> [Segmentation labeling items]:
━━━━━━━━

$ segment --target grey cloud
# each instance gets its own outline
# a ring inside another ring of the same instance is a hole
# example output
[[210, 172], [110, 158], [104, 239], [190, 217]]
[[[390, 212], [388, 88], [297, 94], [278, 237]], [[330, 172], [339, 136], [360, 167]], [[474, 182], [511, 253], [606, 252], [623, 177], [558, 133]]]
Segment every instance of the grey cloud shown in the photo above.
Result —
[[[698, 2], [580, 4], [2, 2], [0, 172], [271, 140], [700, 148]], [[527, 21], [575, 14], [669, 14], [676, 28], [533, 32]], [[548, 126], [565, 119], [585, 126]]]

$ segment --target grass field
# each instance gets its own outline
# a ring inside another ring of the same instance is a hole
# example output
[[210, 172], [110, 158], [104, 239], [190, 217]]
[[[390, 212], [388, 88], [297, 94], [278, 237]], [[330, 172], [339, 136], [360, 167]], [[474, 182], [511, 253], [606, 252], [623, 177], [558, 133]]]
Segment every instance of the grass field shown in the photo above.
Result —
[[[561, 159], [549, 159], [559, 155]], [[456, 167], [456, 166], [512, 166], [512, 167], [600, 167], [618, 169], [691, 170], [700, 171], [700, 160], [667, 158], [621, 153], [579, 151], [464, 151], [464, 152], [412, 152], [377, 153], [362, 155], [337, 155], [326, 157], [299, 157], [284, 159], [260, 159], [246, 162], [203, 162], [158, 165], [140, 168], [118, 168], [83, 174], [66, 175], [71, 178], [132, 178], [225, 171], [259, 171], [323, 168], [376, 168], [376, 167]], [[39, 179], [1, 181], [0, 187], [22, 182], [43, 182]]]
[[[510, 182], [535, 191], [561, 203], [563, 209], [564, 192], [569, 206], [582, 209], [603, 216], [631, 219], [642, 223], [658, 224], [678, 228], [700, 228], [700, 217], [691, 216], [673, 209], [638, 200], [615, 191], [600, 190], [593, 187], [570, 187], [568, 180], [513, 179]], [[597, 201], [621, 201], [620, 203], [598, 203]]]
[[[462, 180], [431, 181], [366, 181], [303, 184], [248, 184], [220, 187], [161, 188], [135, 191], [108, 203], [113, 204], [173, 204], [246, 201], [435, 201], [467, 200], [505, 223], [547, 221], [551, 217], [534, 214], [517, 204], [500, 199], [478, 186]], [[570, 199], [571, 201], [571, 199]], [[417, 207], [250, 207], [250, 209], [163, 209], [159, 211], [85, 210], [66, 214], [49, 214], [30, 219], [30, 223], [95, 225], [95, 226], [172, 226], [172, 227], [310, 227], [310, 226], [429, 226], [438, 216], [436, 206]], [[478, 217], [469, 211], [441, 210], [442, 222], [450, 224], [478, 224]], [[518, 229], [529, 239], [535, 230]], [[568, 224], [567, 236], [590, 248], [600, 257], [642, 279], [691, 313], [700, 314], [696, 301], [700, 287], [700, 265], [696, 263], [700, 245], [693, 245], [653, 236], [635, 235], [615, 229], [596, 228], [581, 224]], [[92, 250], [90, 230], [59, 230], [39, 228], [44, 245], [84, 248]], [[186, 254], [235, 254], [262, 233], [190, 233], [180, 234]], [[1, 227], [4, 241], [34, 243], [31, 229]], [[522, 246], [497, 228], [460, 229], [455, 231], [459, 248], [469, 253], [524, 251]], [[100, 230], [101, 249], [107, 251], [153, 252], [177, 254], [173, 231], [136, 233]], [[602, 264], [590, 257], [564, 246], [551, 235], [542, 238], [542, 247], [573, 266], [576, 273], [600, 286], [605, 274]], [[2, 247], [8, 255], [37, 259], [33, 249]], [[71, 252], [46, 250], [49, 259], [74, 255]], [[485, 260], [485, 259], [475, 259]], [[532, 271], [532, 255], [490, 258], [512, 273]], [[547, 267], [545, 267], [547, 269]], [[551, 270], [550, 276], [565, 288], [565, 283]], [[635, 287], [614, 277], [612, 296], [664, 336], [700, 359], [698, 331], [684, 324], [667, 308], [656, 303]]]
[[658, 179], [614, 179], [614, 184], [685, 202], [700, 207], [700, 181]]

━━━━━━━━

> [Task statement]:
Can you quote every line from the one containing "--target grass field" through the one containing "203], [598, 203]]]", word for word, with both of those lines included?

> [Solution to this exercise]:
$ segment --target grass field
# each instance gets its own outline
# a ring inside another ring of the same instance is a hole
# example output
[[210, 172], [110, 158], [104, 239], [190, 217]]
[[[390, 212], [388, 88], [297, 94], [278, 237]], [[330, 172], [339, 136], [360, 167]], [[474, 182], [511, 253], [606, 252], [623, 177], [558, 133]]]
Segment every instance of the grass field shown in the photo above.
Result —
[[[561, 159], [549, 159], [559, 155]], [[456, 167], [456, 166], [512, 166], [512, 167], [600, 167], [618, 169], [691, 170], [700, 171], [700, 160], [667, 158], [621, 153], [579, 151], [464, 151], [464, 152], [412, 152], [377, 153], [362, 155], [337, 155], [326, 157], [299, 157], [284, 159], [260, 159], [246, 162], [203, 162], [158, 165], [140, 168], [118, 168], [83, 174], [66, 175], [71, 178], [132, 178], [225, 171], [259, 171], [323, 168], [376, 168], [376, 167]], [[39, 179], [1, 181], [0, 187], [22, 182], [43, 182]]]
[[[510, 182], [535, 191], [561, 203], [563, 209], [564, 192], [569, 206], [582, 209], [603, 216], [631, 219], [642, 223], [658, 224], [678, 228], [700, 228], [700, 217], [691, 216], [673, 209], [638, 200], [615, 191], [600, 190], [593, 187], [570, 187], [568, 180], [513, 179]], [[597, 201], [621, 201], [620, 203], [598, 203]]]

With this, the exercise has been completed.